ZIEL DER ÜBUNG: Geben Sie den Abschnitt des Textes über das Ego, der mit den Worten „Speziell hier im“ beginnt und mit „eines Austauschs starten.“ endet, erneut wieder und tauschen Sie dabei „Forum“ gegen „Netzwerk“ aus.

AUSZUG DER QUELLE:
Speziell hier im Forum lese ich ständig was vom Ego und wie es uns in die Irre führt und sterben muss und so weiter.
Ich habe irgendwie ein Problem mit dem Thema und möchte hier mal den Versuch eines Austauschs starten.
Ego - Freund oder Feind?
Ich denke das ist keine schwarzweiß-Frage. Wir alle haben ein Ego und ich denke das ist an sich auch völlig in Ordnung. Natürlich ist es wichtig dem Ego nicht blind die Führung zu überlassen, sich groß zu tun, den eigenen "Erfolg" auf dem Rücken anderer aufzubauen etc. Aber... Ist es wirklich schlimm, wenn ich mich von einer Beleidigung verletzt fühle? Ist es wirklich so ein Problem, wenn ich mich ärgere, weil jemand mich nicht versteht? Ist es ein Fehler, mit Leidenschaft für etwas einzustehen, was einem wichtig ist?

BEREITGESTELLTE DATEN:

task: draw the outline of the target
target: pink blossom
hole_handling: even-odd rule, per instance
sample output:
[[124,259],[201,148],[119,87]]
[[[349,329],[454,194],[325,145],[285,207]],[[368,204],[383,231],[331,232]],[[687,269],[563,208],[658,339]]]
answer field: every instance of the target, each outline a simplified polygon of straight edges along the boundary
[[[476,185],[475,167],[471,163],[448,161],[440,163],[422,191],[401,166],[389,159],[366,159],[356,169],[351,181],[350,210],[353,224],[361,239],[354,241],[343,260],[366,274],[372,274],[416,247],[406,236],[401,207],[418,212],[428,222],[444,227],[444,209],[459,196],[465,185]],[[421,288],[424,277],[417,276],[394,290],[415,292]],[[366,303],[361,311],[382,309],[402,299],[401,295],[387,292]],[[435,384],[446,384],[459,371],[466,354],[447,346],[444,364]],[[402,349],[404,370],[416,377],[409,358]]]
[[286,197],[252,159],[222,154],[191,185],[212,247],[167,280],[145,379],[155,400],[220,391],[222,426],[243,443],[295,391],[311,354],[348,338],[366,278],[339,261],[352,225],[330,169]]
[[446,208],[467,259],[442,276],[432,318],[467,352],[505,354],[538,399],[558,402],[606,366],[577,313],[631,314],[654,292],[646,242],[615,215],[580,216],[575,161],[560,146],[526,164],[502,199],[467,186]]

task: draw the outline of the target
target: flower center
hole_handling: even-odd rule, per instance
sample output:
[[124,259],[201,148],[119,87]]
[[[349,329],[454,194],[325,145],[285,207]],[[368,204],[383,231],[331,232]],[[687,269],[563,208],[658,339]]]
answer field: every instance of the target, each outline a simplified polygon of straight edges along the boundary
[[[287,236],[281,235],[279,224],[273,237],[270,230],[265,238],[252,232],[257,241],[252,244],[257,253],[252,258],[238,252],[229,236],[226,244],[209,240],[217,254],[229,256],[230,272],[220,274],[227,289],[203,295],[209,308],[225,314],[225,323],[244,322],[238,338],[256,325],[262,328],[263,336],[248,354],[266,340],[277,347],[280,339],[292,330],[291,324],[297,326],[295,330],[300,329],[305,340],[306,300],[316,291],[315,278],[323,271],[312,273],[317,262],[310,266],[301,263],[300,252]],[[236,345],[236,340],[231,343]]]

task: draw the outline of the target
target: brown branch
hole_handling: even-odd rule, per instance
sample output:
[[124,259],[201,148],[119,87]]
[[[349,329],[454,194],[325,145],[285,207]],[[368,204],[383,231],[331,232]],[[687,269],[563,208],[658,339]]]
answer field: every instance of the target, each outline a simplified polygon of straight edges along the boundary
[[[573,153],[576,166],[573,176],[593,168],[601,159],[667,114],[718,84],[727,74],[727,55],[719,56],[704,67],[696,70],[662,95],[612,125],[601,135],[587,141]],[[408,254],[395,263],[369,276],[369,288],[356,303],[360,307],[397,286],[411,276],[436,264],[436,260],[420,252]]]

LÖSUNG ZUR AUFGABE:
Speziell hier im Netzwerk lese ich ständig was vom Ego und wie es uns in die Irre führt und sterben muss und so weiter.
Ich habe irgendwie ein Problem mit dem Thema und möchte hier mal den Versuch eines Austauschs starten.